| Excerpt to read |
------------------------------------------------

Book 1, Chapter 3 Summary: “Med Man”

Radden Keefe situates the next stage of Arthur Sackler’s pharmaceutical career in the broader context of American medicine of the late 1940s and 1950s. Specifically, the advent of new drugs like penicillin created new opportunities for companies like Pfizer to begin “mass-producing not just chemicals but finished drugs, which were ready for sale” (34). Company executives hoped to aggressively market their new products, and they turned to Arthur Sackler, who was, in addition to being a psychiatrist at Creedmoor, an executive at the ad agency William Douglas McAdams.

McAdams, the agency owner, had personally hired Arthur Sackler, who was grateful for the advancement in an industry that could be prone to anti-semitism. He decided the best audience for pharmaceutical ads were his fellow doctors. His first major campaign was for Pfizer’s Terremycin, which led to him “revolutionizing the whole field of medical advertising. In the words of one of his longtime employees at McAdams, when it came to the marketing of pharmaceuticals, ‘Arthur invented the wheel’” (38). Arthur saw himself as informing the medical profession about pharmaceutical advancements, dismissing the idea that advertising slants might compromise the moral integrity of doctors.

------------------------------------------------

| Source data |
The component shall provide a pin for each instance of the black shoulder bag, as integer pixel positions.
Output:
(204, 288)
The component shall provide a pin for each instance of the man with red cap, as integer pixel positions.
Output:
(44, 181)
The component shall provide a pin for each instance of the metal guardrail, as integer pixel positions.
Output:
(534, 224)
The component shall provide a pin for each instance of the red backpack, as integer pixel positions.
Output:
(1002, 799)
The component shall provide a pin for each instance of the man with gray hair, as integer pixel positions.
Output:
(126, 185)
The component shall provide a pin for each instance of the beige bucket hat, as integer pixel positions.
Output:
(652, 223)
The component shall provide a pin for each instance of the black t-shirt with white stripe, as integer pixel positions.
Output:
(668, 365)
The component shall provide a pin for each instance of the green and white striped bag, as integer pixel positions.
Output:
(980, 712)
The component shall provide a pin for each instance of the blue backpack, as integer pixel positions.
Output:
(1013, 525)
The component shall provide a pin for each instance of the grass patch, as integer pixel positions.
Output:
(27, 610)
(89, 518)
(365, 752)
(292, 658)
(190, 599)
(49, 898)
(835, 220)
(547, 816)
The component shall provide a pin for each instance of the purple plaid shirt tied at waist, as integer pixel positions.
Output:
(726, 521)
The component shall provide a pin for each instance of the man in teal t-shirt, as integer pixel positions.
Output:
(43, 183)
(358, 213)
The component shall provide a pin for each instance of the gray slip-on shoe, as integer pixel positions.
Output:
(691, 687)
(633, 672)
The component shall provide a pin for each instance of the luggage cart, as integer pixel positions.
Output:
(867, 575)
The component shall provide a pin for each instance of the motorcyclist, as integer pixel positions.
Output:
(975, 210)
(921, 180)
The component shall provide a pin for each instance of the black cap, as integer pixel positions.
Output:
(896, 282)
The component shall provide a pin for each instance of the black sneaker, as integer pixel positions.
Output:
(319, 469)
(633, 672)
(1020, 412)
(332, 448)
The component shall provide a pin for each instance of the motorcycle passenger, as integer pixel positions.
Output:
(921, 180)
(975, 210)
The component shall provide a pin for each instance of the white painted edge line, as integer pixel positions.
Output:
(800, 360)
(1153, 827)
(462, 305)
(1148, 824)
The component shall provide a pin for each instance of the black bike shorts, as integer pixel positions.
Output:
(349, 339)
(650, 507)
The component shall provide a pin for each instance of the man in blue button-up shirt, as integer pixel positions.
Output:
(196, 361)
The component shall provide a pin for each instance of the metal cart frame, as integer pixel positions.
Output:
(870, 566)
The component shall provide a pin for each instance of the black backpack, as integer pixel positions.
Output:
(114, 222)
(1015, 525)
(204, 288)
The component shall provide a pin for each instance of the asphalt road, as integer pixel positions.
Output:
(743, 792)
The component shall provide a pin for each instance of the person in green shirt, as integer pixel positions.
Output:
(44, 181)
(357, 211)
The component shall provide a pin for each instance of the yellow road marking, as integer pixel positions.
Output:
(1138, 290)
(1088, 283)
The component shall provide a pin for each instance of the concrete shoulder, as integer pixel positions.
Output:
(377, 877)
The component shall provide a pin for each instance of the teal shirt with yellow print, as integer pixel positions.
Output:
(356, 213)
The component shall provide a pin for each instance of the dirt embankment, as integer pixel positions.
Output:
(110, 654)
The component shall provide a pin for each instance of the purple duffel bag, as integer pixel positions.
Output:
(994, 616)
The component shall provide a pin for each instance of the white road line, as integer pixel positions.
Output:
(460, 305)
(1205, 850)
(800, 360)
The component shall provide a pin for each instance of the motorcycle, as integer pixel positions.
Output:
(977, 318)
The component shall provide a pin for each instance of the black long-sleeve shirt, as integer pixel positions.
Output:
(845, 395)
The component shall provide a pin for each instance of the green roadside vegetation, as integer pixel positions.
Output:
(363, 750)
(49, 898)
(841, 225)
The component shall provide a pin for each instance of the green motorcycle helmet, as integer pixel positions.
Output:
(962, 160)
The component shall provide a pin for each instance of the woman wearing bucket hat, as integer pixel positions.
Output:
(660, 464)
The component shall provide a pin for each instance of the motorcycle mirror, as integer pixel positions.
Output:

------------------------------------------------

| What this exercise asks |
1. According to the "Med Man" summary, which Pfizer drug was the focus of Arthur Sackler's first major campaign?
2. Carry the "Med Man" summary forward from its final sentence.

| Results for each task |
1. Terremycin.

2.
Arthur married Marietta Lutze in 1949 against his mother’s wishes but attended the “birth” of his new research institute rather than that of his first child with her (40). The couple bought a house on Long Island, and Marietta named her son Arthur Felix, as if to cement his status as part of the family.

Arthur continued to expand his businesses, founding new publishing and communications companies to promote his medical work. Arthur relished the role of accomplished professional: “He wore elegant suits and carried himself with an air of authority. He thrived on power and adulation and seemed to derive new energy from it, as if he had found a way to metabolize other people’s admiration” (43). For all his success, however, his testimony to congress about federal funding for his research still revealed American prejudices—one senator made an anti-semitic reference to Shylock, the Jewish moneylender villain in Shakespeare’s Merchant of Venice. At his ad agency, Arthur made a habit of hiring Jewish and Black people, political radicals, and others who had experienced discrimination. His employees remembered him as pleasant but demanding, while peers recognized his talents but found him off-putting and extremely competitive.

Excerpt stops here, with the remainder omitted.